─── Supplied passage
A Good First Impression

In the spring of 1975, U.S. road racing fans found out what “BMW” really stands for.

May 25, 2010
A Good First Impression 1

With so many BMWs on the road today, it’s hard to imagine how uncommon they were in the U.S. back in the 1970s. And that was just on the street: On American racetracks, BMW had no official presence at all during the first half of the decade. That all changed in 1975, when the menacing CSL coupes arrived.
After successfully racing the 3.0 CSL in Europe in 1973 and 1974, BMW Motorsport left European racing to the privateers in 1975 and focused the factory effort on the U.S. The team entered the IMSA Camel GT Challenge with a pair of CSLs, each of which had “Bavarian Motor Works” emblazoned across its windshield to make sure racing fans knew the cars came from Germany. Such was the rarity of BMWs back then that a lot of people in the U.S. assumed that BMW stood for British, not Bavarian, Motor Works.
──────
• **Exercise details**
Continue the article about BMW's 1975 arrival in American road racing, starting after its last sentence.
─── Records supplied
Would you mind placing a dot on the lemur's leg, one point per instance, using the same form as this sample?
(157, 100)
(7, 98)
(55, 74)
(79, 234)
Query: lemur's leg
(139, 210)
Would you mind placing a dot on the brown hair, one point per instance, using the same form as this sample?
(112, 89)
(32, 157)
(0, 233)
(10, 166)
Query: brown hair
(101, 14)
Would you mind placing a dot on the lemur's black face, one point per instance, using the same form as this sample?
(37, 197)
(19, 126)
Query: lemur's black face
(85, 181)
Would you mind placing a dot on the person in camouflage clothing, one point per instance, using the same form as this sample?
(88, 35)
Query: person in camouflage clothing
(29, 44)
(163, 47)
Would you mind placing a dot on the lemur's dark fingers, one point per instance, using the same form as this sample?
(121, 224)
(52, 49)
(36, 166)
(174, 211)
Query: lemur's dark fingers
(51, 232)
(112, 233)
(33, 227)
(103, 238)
──────
─── Records supplied
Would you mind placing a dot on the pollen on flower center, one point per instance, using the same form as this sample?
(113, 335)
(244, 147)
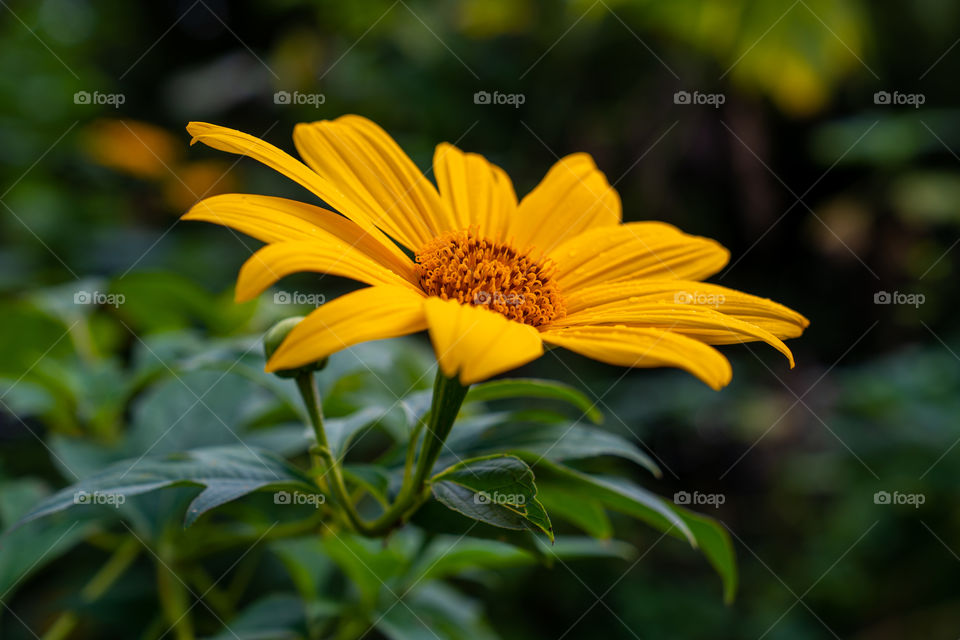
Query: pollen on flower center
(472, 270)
──────
• **The response**
After both cars suffered engine failures in the season-opening Daytona 24 Hour race, the CSLs headed further south to the 12 Hours of Sebring. BMW Motorsport boss Jochen Neerpasch told Hans Stuck and Sam Posey to run the #24 CSL so hard that the Porsches (specifically the Brumos RSR of Peter Gregg and Hurley Haywood) would break down trying to keep up, leaving the #25 CSL of Brian Redman and Alan Moffat to (hopefully) cruise to the win.
Stuck started the CSL from pole and along with Posey carried out Neerpasch’s instructions until that hard running broke an oil line. With the #24 CSL out of the race, BMW moved Posey and Stuck into the #25 with Redman and Moffat, though Redman was behind the wheel for nearly eight of the 12 hours. The #25 CSL ended up beating the Porsche by a substantial margin, but it wasn’t easy. “The battery had gone down in the last session, so I was racing without lights except in front of the pits,” recalls Redman. “I would turn the lights on when going by the pits so I wouldn’t get black-flagged, and while the lights were on I would look at the gauges. With 15 minutes to go, I saw to my horror that the rear axle oil temperature was off the clock, so I backed off and we won the race.”
The win was BMW’s first in a major U.S. sports car race and one of five that season. Peter Gregg and Porsche won the 1975 title, but BMW had gotten its North American sports car program off to a successful start. And in 2009, after a five-year hiatus, BMW North America returned to top-tier racing with a full-factory M3 GT2 run by Rahal Letterman Racing. The team took its first win last year and started the 2010 season with a 2-3 finish at Sebring. Most importantly, no one thinks the “B” in BMW stands for British any more.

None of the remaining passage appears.